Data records
────────────────────
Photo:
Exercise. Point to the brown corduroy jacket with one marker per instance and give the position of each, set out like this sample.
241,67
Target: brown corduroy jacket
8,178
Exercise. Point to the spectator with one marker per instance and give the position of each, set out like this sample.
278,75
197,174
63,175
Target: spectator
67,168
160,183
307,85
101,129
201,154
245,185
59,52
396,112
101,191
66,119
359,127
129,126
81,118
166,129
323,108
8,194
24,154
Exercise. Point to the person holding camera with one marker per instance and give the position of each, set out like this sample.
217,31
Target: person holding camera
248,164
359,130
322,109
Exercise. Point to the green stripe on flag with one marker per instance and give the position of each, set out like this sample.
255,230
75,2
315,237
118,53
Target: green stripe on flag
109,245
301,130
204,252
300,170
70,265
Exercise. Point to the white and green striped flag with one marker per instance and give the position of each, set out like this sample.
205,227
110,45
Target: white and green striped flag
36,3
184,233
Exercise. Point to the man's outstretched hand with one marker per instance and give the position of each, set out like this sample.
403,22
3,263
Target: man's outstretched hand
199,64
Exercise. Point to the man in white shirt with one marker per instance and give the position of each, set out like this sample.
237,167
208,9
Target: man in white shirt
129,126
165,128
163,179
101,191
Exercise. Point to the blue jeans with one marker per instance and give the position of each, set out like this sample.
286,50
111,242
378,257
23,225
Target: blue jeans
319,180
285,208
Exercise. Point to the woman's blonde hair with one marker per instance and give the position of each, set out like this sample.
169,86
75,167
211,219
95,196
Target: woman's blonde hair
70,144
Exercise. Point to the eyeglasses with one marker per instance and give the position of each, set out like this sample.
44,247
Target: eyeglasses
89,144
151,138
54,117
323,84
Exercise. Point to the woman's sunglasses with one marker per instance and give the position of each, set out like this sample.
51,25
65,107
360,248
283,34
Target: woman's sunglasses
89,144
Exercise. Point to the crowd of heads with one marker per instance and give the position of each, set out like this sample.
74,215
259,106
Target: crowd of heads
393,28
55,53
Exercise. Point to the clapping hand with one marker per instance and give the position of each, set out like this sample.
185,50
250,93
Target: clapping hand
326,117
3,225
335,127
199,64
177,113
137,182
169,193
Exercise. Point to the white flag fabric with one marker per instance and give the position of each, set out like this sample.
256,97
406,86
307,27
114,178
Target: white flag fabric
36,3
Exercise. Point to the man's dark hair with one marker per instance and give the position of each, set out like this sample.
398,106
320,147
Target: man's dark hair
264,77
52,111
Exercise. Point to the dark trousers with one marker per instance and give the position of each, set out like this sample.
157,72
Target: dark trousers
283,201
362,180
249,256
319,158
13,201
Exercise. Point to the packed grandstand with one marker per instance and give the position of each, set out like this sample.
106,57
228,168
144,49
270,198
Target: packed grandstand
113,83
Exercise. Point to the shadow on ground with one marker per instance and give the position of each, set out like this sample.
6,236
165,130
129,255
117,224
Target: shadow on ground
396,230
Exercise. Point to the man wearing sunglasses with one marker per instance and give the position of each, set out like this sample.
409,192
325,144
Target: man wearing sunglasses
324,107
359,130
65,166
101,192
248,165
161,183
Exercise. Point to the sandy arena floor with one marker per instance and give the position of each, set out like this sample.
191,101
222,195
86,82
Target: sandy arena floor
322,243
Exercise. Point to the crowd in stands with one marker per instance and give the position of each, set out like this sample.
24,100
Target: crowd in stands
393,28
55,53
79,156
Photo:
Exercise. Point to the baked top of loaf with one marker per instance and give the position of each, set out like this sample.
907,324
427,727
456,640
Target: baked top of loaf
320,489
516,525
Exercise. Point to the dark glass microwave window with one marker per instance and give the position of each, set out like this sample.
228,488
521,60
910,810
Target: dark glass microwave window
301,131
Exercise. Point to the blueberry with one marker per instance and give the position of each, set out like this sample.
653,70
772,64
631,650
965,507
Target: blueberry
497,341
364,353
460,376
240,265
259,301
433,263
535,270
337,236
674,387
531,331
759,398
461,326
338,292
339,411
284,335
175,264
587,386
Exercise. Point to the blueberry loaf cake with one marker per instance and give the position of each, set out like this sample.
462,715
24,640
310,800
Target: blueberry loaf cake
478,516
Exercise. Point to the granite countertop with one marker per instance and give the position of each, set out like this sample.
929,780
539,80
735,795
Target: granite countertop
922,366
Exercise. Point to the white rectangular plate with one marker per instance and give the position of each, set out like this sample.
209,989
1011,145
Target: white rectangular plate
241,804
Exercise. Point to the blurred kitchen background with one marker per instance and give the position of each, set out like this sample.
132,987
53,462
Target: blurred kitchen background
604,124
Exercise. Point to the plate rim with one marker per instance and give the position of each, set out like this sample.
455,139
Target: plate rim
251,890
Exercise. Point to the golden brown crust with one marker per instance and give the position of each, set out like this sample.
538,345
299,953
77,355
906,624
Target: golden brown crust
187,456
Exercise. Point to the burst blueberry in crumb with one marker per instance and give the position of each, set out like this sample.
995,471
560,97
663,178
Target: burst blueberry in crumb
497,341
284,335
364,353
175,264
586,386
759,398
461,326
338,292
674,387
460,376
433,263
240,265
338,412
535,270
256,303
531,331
────────────────────
[Task requirements] The full data, transcribed without change, is the expected answer.

[Response]
Photo:
Exercise. Point to the brown corduroy jacket with one marker per instance and give the position of each, set out like this sample.
241,67
Target: brown corduroy jacket
8,178
Exercise. Point to the spectator with one marker per instance and give the position of each, set out like this sample.
278,75
197,174
63,175
Target: spectator
67,168
160,183
307,85
101,129
201,154
245,185
59,52
396,112
101,191
66,119
359,127
129,126
81,118
166,129
323,108
8,194
24,154
Exercise. Point to the person holding camera with one marker per instance and give the position of each, set out like this sample.
217,31
Target: person holding camera
248,164
359,130
322,109
Exercise. Point to the green stripe on flag with one marker per instance and give the position of each, set out like this sample.
255,230
75,2
315,237
118,53
Target: green stripe on flag
109,245
301,130
204,252
300,170
70,265
Exercise. Point to the white and green striped flag with one marker per instance and give the position of each, set out like this sample.
205,227
110,45
Target: white and green striped flag
36,3
184,233
Exercise. Point to the man's outstretched hand with one marker per instance and give the position of each, set out like this sample.
403,22
3,263
Target: man's outstretched hand
199,64
Exercise. Point to the man in white shirt with one marker per instance and give the position of each, set out like this sample.
237,167
208,9
Target: man in white shirt
129,126
165,128
163,179
101,191
Exercise. Point to the blue jeans with one marker per instance and give the position of each, set out like this sample.
286,50
111,242
378,257
23,225
Target: blue jeans
319,180
285,208
Exercise. Point to the woman's blonde hair with one marker per instance and give the position of each, set out like this sample.
169,86
75,167
211,219
95,196
Target: woman's blonde hair
70,144
Exercise. Point to the eyeglasses with one marker per instance and give the position of each, set out like this sample.
44,247
Target: eyeglasses
89,144
151,138
54,117
323,84
Exercise. Point to the woman's sunglasses with one marker per instance and give the position of each, set out like this sample.
51,25
65,107
360,248
283,34
Target: woman's sunglasses
89,144
Exercise. Point to the crowd of heads with one marker per instance and give the position of each, set out like this sample.
74,215
259,106
Target: crowd of heads
393,28
55,53
Exercise. Point to the clapping hand with one marker per instance and give the position of each, set out like this sample.
185,50
250,93
Target: clapping hand
326,117
3,225
335,127
199,64
177,113
137,182
169,193
Exercise. Point to the white flag fabric with one marker per instance and give the position of each, set out like this sample.
256,97
406,86
307,27
114,178
Target: white flag fabric
36,3
Exercise. Point to the man's dark hair with one marker per instance and give the position of each, set out like this sample.
398,106
320,147
Target: man's dark hair
264,77
52,111
Exercise. Point to the dark trousers with one marker per instance and give the position of each, set out like this sample.
157,72
Target: dark trousers
283,201
362,180
249,256
319,158
13,201
Exercise. Point to the packed grandstand with one marker per instance and give the position of each, set out like this sample.
106,57
228,168
144,49
270,198
Target: packed grandstand
113,83
Exercise. Point to the shadow on ground with one marker per instance and give the position of each, set out like this sample.
6,236
165,130
129,255
117,224
Target: shadow on ground
396,230
Exercise. Point to the man wearing sunglasses with one marker per instance and give the position of each, set out like this sample.
409,192
325,144
Target: man wearing sunglasses
324,107
359,130
65,166
101,192
248,165
161,183
Exercise. Point to the sandy arena floor with one marker per instance and give the position of each, set out like this sample.
191,101
222,195
86,82
Target: sandy arena floor
322,243
Exercise. Point to the crowd in stands with one marker per instance and give the position of each, set out like this sample.
24,100
Target: crowd in stands
393,28
55,53
79,156
Photo:
Exercise. Point to the baked top of loaf with one marker per instance and give the position of each, set out like this sample.
907,324
427,727
456,640
Target: baked top of loaf
320,489
516,525
Exercise. Point to the dark glass microwave window with one marker per instance and give the position of each, set out like this sample.
228,488
521,60
910,810
Target: dark glass microwave window
301,131
Exercise. Point to the blueberry with one marker per instance and give the position of each, set out like this sample.
653,70
772,64
631,650
965,507
Target: blueberry
497,341
364,353
460,376
240,265
259,301
433,263
535,270
337,236
674,387
531,331
759,398
461,326
338,292
339,411
284,335
175,264
587,386
Exercise. Point to the blueberry loaf cake with one marker per instance and give the position of each, set out like this sample.
462,715
24,640
310,800
Target: blueberry loaf cake
478,516
Exercise. Point to the granite countertop with one marker per instance and give the position of each, set out like this sample.
929,780
539,80
735,795
Target: granite countertop
922,366
Exercise. Point to the white rectangular plate with one marker per instance and give the position of each, set out like this sample.
209,989
1011,145
Target: white rectangular plate
241,804
Exercise. Point to the blurred kitchen background with one marker per instance and give the position of each, set out like this sample.
132,987
53,462
Target: blurred kitchen background
604,124
Exercise. Point to the plate rim with one marker per instance and give the position of each, set out like this sample.
455,139
Target: plate rim
251,890
Exercise. Point to the golden brown crust with one marker per instance and give the position of each, set out like this sample.
538,345
299,953
77,355
906,624
Target: golden brown crust
187,456
Exercise. Point to the burst blueberry in crumb with one marker per instance and give the position of each, set out like this sample.
995,471
560,97
663,178
Target: burst blueberry in crumb
497,341
284,335
364,353
175,264
586,386
759,398
461,326
338,292
674,387
460,376
433,263
240,265
338,412
535,270
256,303
531,331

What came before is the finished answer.